-- Selected text --
# # #

Post-Traumatic Stress Disorder (PTSD) is a mental health condition that arises after a triggering event that’s often highly stressful, terrifying or distressing. PTSD affects many people with around four in 100 experiencing the condition in any given week in England.

It’s often associated with military service personnel who experienced or witnessed a particularly distressing event while serving in the armed forces.

The ability to understand PTSD and offer support is key to helping those with the condition.

Causes of PTSD

While there can be many triggers of the condition, events can include witnessing or experiencing a traumatic incident such as combat, physical abuse, sexual abuse, sudden loss or being involved in a natural disaster.

Individual experiences can differ widely so while some people might not be affected by a shared experience such as conflict or an earthquake, for example, others might go on to develop PTSD.

Symptoms of PTSD

Symptoms can vary widely and, according to the NHS, usually manifest within the first month after the traumatic event. However, in other individuals, there can be a delayed onset of symptoms. Common signs of PTSD include:

  • Flashbacks, distressing images and nightmares
  • Avoidance, becoming isolated and withdrawn and concentration difficulties
  • Anxiety, irritability and sleep problems
  • Unusual or difficult behaviour in children

Many of these symptoms are as a result of the individual using coping mechanisms to try and numb the pain or to block out the event.

Military PTSD

Those who serve in the military or military veterans can suffer PTSD, or combat stress as it’s also known, due to their exposure to particularly distressing events. These could be trauma, injury, death of friends, hostage and life-threatening situations. It can also occur due to bullying or abuse within the military.

As well as the common symptoms of PTSD, military personnel might also experience survivor guilt, trouble adjusting to civilian life and continuing nightmares. This often affects relationships, jobs and their attempt to get back to normality.

# # #

-- Work instructions --
A. Can you write out the part of the PTSD text starting with "Individual experiences can" and going on through "to develop PTSD."?
B. How would you translate this sentence from the PTSD text into Spanish: "The ability to understand PTSD and offer support is key to helping those with the condition."
The records come from a source separate from the PTSD text.

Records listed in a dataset
# # #

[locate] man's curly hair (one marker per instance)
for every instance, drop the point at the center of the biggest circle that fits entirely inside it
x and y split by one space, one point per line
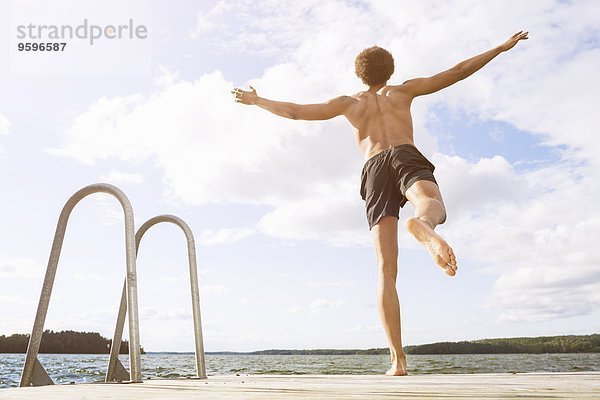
374 65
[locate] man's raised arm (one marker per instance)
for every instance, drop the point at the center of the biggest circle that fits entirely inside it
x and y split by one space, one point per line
421 86
320 111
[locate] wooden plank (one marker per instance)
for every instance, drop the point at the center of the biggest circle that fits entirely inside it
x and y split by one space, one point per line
477 386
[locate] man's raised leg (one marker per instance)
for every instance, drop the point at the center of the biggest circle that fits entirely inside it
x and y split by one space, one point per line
385 235
429 212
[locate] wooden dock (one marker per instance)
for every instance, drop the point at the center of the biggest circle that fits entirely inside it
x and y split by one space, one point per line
581 385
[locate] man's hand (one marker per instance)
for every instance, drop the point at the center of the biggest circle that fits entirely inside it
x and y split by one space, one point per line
510 43
245 97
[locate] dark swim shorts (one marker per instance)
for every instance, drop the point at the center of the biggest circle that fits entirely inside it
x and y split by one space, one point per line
387 176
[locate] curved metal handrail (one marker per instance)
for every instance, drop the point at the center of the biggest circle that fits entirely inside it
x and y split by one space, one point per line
115 369
32 366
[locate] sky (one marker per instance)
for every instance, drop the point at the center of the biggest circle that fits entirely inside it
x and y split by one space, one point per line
285 256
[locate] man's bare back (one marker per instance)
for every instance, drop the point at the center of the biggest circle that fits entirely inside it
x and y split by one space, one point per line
381 119
392 173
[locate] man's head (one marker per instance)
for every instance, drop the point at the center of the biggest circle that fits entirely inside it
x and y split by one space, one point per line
374 66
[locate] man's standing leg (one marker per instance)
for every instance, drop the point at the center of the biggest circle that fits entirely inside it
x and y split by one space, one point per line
385 235
425 196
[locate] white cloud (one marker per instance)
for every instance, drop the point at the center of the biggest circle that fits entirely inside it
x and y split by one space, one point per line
4 128
174 313
214 289
512 222
316 307
210 237
330 284
7 299
20 268
4 125
116 177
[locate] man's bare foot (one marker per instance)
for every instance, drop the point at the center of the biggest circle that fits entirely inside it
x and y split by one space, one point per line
437 247
398 367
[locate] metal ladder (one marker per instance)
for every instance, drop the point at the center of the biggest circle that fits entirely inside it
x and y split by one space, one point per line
116 371
34 373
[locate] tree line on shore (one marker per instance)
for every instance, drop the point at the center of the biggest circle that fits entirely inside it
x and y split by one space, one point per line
71 342
64 342
535 345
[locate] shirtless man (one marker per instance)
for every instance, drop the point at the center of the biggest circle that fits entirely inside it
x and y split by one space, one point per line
394 171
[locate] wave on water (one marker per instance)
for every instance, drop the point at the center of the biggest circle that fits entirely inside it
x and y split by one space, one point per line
79 368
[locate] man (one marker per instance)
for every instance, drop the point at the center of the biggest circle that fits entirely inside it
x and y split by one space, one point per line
394 171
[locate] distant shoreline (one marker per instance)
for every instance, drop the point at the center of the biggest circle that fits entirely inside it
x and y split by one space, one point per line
569 344
69 342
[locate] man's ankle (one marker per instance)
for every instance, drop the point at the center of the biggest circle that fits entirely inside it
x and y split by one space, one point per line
431 224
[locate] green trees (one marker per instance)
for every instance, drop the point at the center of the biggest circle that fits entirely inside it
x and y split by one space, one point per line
545 344
64 342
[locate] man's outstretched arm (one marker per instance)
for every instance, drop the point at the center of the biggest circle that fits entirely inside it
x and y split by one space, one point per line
421 86
312 112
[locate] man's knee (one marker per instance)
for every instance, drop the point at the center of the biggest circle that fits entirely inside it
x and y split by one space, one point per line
388 268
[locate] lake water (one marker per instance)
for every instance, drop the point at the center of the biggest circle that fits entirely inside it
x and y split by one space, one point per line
66 368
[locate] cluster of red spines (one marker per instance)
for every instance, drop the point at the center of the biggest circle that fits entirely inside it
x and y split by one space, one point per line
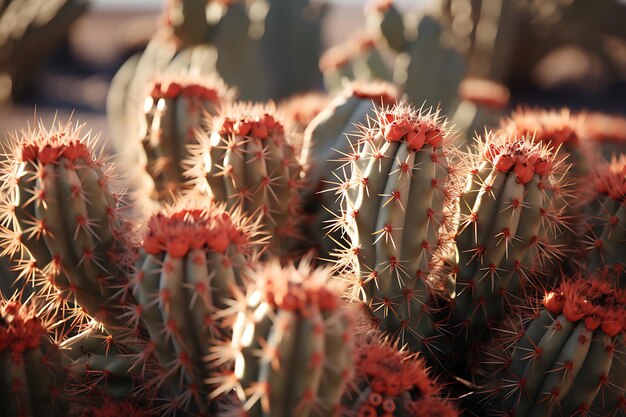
297 290
260 126
188 229
380 92
415 128
610 178
380 6
553 127
484 93
20 328
391 374
391 371
519 155
210 89
593 301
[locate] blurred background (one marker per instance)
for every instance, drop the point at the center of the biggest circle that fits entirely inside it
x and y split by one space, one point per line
68 67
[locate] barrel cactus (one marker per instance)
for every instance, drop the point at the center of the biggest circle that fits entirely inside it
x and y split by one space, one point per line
33 376
174 110
64 222
192 259
392 382
510 216
394 206
292 347
568 357
604 232
247 160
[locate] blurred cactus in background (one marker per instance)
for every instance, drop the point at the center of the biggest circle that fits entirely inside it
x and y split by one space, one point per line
29 31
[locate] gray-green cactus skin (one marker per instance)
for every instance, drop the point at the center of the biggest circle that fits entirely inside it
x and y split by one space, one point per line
509 219
434 72
569 357
425 68
173 111
246 160
326 154
394 207
604 232
31 30
306 336
65 224
32 376
192 260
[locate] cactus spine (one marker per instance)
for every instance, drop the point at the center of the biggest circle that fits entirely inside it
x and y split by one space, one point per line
193 256
394 205
569 359
510 217
292 344
63 221
32 377
173 112
247 161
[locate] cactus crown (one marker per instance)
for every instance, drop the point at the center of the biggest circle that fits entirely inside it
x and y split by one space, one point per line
48 146
610 178
187 226
549 126
297 289
593 301
484 93
416 127
250 120
212 89
392 371
519 154
20 328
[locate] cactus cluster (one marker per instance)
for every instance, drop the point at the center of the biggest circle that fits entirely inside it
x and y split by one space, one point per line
338 254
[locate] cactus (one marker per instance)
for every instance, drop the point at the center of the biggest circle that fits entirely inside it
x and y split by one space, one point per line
327 151
63 223
510 216
193 257
173 112
247 161
560 129
292 344
391 382
568 359
32 376
482 105
605 229
394 205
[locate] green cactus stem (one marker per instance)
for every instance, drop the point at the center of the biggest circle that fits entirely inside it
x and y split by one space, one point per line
173 111
510 216
564 360
63 221
605 227
247 161
32 377
394 207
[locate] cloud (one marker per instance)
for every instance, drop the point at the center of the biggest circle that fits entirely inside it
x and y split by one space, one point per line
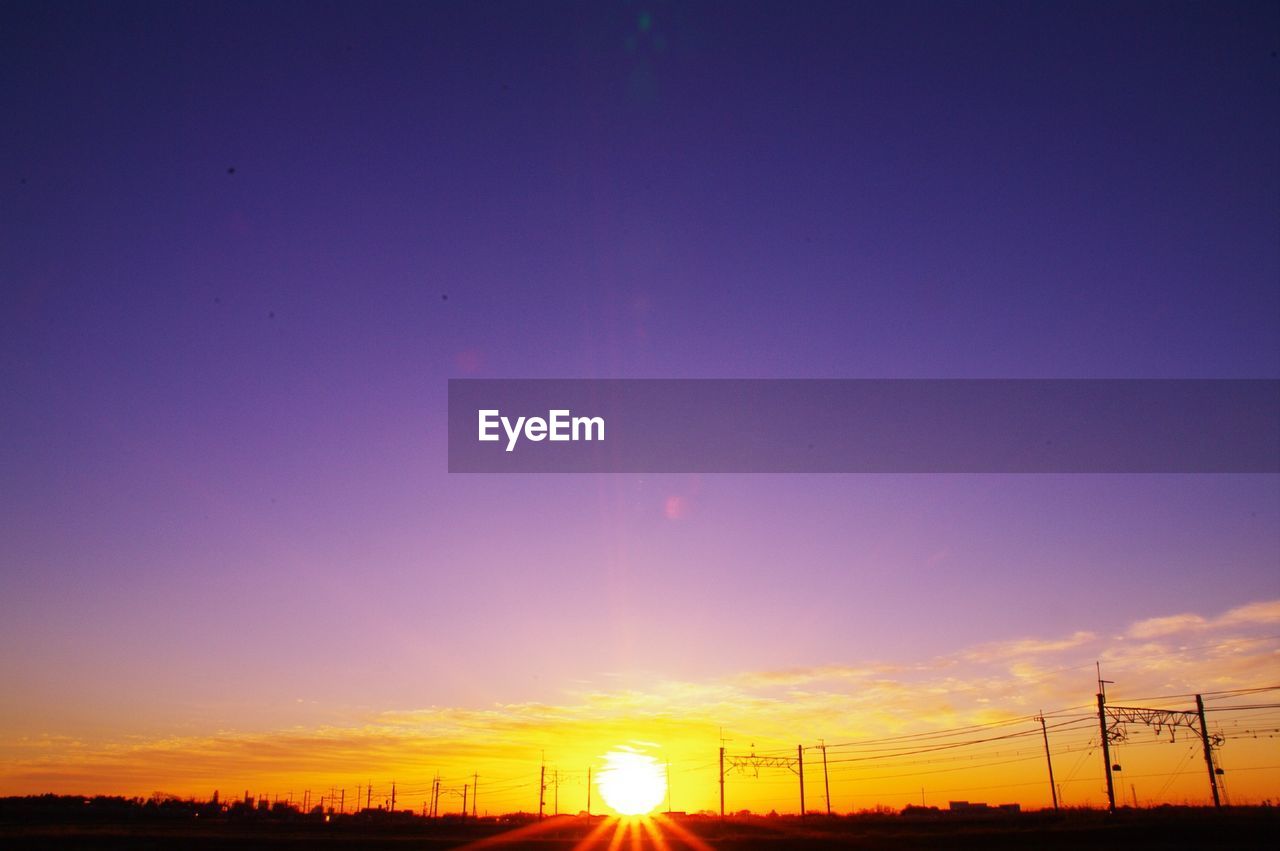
992 682
1260 613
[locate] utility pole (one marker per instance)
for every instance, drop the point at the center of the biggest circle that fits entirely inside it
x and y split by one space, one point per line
800 772
542 792
826 779
722 781
1052 787
1106 744
668 787
1208 751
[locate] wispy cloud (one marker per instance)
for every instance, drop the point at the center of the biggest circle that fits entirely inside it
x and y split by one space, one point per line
987 682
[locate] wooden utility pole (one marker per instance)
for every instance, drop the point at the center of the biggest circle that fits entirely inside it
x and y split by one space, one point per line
1208 751
1106 747
826 779
668 787
1048 759
722 781
800 772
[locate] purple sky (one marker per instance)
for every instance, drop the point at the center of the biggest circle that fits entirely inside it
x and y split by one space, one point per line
223 437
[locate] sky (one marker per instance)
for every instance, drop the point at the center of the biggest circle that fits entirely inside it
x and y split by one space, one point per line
245 246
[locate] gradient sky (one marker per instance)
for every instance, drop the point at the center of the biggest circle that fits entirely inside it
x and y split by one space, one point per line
246 245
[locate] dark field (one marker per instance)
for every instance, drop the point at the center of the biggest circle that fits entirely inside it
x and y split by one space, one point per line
1159 828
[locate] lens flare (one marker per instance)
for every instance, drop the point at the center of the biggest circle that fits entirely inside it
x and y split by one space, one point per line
632 783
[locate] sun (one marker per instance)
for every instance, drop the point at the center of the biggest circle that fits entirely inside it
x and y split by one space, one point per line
631 782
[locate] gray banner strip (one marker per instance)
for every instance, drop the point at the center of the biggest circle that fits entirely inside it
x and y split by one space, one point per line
864 425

# # #

-- Exercise results --
A.
Individual experiences can differ widely so while some people might not be affected by a shared experience such as conflict or an earthquake, for example, others might go on to develop PTSD.

B. La capacidad de comprender el TEPT y ofrecer apoyo es clave para ayudar a quienes padecen esta afección.